## Exercise details
Take every line from the listing below that includes "draw" and copy it.

━━━━━━━━━━━━━━━━

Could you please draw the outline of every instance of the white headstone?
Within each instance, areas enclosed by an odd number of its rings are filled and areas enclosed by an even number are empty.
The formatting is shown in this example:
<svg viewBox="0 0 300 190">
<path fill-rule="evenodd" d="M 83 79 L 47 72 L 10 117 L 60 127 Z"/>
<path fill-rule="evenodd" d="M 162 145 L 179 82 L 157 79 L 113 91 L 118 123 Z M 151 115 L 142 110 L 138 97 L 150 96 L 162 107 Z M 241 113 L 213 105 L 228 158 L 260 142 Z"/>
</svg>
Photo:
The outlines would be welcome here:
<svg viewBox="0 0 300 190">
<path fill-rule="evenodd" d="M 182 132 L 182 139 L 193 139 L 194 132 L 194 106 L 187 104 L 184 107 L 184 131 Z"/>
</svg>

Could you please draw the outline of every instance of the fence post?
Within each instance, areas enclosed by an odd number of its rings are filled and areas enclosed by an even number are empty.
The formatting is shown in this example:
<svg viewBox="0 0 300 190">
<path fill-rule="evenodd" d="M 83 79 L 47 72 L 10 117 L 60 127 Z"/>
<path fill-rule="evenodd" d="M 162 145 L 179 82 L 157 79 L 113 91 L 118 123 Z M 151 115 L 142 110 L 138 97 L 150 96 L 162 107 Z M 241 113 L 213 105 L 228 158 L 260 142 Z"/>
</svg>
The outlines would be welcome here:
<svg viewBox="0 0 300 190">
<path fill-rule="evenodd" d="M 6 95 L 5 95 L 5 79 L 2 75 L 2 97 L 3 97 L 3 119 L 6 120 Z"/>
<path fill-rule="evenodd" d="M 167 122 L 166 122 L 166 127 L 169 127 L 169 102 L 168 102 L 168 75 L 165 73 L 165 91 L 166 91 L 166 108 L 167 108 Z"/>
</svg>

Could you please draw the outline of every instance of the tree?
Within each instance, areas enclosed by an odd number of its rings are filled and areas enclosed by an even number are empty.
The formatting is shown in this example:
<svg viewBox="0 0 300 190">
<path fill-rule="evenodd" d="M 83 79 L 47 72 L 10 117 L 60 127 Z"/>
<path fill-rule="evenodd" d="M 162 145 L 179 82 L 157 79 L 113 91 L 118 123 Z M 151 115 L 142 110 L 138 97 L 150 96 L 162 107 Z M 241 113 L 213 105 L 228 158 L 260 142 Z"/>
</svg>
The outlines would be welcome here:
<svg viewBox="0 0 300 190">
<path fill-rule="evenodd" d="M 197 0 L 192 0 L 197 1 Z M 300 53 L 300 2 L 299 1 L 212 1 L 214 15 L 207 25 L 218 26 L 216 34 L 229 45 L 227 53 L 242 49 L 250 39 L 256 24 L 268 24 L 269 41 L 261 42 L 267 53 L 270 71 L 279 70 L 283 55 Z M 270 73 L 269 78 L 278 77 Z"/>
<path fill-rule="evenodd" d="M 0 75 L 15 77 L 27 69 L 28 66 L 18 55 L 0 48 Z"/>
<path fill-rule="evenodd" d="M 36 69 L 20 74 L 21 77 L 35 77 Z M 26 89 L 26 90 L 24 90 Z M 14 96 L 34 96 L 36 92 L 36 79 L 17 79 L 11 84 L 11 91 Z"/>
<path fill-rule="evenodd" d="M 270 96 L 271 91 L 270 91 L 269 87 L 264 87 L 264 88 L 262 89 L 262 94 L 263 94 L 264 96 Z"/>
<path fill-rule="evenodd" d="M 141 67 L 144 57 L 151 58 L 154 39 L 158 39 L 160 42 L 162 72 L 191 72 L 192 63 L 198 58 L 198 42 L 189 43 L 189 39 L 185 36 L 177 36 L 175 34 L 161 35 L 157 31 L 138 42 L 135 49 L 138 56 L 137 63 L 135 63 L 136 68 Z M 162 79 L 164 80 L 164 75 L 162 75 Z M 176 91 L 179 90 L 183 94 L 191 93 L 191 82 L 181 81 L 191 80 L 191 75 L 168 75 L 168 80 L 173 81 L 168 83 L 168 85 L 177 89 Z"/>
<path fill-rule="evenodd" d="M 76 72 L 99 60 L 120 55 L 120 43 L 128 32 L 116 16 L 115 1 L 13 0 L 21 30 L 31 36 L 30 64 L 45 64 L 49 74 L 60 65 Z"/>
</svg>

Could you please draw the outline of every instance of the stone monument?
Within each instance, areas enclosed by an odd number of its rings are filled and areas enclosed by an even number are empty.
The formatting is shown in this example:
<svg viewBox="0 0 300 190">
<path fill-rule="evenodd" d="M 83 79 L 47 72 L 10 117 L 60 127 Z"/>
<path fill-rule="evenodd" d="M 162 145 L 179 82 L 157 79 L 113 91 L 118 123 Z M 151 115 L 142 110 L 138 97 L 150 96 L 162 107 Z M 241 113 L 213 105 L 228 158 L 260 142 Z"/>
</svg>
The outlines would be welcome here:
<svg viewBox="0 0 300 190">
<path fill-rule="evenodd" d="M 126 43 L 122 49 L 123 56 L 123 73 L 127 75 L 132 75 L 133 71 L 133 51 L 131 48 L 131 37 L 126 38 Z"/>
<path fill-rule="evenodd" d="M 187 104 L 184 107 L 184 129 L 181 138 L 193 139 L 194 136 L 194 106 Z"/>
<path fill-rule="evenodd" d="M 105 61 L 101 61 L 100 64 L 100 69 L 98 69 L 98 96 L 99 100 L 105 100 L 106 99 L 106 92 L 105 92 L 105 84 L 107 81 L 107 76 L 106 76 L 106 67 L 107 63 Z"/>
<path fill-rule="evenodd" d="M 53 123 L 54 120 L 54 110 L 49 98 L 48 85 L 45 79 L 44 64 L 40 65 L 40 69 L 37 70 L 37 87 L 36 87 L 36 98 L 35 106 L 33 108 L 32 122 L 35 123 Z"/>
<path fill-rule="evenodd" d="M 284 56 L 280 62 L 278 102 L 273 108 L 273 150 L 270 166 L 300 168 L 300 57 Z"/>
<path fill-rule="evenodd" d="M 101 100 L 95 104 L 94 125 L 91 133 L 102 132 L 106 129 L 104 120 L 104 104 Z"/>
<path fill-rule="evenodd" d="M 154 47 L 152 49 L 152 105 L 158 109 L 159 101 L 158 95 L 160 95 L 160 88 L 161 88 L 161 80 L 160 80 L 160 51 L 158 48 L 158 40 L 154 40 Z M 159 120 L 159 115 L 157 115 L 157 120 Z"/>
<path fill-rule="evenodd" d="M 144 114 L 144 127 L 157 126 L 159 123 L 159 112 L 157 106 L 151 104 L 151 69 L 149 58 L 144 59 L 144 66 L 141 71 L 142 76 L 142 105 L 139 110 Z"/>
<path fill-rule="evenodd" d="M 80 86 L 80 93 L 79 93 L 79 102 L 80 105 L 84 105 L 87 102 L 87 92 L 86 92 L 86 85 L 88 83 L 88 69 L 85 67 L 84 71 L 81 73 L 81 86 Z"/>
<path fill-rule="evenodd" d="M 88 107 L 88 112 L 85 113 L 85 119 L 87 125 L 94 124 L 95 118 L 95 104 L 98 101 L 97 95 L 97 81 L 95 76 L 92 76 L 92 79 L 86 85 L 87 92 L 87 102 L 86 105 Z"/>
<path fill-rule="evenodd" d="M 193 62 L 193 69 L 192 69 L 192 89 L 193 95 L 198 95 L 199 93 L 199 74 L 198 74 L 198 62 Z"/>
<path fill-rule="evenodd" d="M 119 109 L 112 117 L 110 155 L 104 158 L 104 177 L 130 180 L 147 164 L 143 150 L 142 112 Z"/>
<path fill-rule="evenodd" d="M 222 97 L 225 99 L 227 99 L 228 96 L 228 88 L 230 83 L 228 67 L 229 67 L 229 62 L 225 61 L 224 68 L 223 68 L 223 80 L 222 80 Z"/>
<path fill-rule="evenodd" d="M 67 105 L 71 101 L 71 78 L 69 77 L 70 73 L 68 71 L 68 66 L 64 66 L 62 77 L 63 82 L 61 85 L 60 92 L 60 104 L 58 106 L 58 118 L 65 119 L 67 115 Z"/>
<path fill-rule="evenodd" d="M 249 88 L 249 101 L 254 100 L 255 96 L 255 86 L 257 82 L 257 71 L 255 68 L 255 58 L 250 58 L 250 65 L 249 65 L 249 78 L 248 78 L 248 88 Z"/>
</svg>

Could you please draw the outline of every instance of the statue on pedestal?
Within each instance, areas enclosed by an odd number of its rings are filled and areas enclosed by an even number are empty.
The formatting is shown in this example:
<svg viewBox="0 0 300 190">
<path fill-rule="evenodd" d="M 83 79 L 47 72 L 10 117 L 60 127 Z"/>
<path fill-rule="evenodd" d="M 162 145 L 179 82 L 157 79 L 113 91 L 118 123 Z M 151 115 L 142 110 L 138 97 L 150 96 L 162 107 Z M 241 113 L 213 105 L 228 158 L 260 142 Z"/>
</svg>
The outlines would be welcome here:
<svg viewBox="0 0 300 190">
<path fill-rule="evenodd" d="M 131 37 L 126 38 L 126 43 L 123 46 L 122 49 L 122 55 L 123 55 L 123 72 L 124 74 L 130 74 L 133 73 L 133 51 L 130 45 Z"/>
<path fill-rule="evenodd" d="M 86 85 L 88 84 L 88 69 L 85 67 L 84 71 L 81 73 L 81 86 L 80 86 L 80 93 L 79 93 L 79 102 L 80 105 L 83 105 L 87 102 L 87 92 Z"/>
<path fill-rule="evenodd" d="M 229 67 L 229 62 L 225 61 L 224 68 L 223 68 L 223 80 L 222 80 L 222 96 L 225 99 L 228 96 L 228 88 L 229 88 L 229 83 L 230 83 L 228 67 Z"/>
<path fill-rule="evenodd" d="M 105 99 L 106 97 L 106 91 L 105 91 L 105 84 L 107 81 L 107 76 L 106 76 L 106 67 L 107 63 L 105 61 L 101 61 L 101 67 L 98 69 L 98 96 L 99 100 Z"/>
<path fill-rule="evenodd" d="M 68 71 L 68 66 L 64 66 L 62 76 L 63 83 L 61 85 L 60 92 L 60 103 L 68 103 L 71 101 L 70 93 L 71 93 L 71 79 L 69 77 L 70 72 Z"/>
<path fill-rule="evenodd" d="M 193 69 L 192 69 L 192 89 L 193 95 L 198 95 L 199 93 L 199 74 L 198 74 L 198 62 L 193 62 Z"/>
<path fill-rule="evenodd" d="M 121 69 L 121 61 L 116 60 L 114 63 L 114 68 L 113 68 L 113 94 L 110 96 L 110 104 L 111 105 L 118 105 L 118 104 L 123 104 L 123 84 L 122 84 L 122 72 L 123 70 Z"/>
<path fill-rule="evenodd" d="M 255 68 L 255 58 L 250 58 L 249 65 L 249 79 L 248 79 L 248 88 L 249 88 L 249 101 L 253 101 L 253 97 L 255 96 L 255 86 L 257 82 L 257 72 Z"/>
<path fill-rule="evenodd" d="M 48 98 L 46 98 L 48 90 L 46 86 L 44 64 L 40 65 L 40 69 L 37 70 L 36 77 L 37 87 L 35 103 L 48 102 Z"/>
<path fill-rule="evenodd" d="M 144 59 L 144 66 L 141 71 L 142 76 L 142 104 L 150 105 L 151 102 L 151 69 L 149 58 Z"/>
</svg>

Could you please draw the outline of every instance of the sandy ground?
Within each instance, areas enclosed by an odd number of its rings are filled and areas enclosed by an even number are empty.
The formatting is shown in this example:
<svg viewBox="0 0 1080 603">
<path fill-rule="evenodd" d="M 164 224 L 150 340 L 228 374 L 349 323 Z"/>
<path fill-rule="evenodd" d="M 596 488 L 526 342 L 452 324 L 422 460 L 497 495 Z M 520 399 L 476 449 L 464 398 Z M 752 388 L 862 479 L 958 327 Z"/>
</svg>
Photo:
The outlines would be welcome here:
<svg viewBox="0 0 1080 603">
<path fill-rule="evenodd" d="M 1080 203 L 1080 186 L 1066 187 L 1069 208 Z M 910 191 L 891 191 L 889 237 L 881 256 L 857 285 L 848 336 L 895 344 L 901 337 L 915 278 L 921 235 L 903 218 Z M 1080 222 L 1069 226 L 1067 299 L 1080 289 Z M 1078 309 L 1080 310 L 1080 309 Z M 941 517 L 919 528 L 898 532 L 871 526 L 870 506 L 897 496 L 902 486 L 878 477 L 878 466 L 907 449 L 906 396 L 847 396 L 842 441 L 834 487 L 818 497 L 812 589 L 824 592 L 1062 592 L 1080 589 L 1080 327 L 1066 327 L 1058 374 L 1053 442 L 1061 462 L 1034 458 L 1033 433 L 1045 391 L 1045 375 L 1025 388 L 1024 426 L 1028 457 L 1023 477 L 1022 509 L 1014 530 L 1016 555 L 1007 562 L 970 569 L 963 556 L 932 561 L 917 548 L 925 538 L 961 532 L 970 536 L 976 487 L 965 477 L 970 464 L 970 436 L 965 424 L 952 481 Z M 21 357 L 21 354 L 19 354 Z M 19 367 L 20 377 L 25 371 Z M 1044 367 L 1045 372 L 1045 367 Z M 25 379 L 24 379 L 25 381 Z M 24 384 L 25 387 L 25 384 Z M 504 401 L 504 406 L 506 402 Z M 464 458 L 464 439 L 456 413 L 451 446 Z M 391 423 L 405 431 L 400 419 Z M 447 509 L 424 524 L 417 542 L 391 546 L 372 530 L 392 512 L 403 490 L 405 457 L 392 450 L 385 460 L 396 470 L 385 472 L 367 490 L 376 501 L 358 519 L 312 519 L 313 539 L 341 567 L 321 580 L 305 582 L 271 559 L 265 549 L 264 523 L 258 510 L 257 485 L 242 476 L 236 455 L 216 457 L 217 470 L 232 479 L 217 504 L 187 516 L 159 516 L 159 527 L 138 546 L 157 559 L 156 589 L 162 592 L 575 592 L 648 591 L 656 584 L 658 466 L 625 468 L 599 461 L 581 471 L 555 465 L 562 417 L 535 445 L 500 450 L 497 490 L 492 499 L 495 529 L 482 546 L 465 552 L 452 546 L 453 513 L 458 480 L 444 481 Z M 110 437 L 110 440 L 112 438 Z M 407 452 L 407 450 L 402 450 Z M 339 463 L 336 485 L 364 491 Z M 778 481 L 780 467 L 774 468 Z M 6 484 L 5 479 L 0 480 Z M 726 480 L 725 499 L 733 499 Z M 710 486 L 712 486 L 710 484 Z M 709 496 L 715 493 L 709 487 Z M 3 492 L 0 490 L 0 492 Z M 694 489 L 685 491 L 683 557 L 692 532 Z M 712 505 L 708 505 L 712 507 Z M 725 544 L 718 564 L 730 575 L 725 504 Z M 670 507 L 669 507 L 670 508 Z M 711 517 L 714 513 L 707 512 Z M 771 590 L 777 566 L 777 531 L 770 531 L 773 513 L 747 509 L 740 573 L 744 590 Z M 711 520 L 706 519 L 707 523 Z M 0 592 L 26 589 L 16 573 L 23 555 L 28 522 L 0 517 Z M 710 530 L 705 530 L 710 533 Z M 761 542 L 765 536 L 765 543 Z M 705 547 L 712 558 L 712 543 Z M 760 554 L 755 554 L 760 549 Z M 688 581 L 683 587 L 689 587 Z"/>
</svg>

━━━━━━━━━━━━━━━━

## Written response
Could you please draw the outline of every instance of the white headstone?
Could you please draw the outline of every instance of the fence post?
Could you please draw the outline of every instance of the tree?
Could you please draw the outline of every instance of the stone monument?
Could you please draw the outline of every instance of the statue on pedestal?
Could you please draw the outline of every instance of the sandy ground?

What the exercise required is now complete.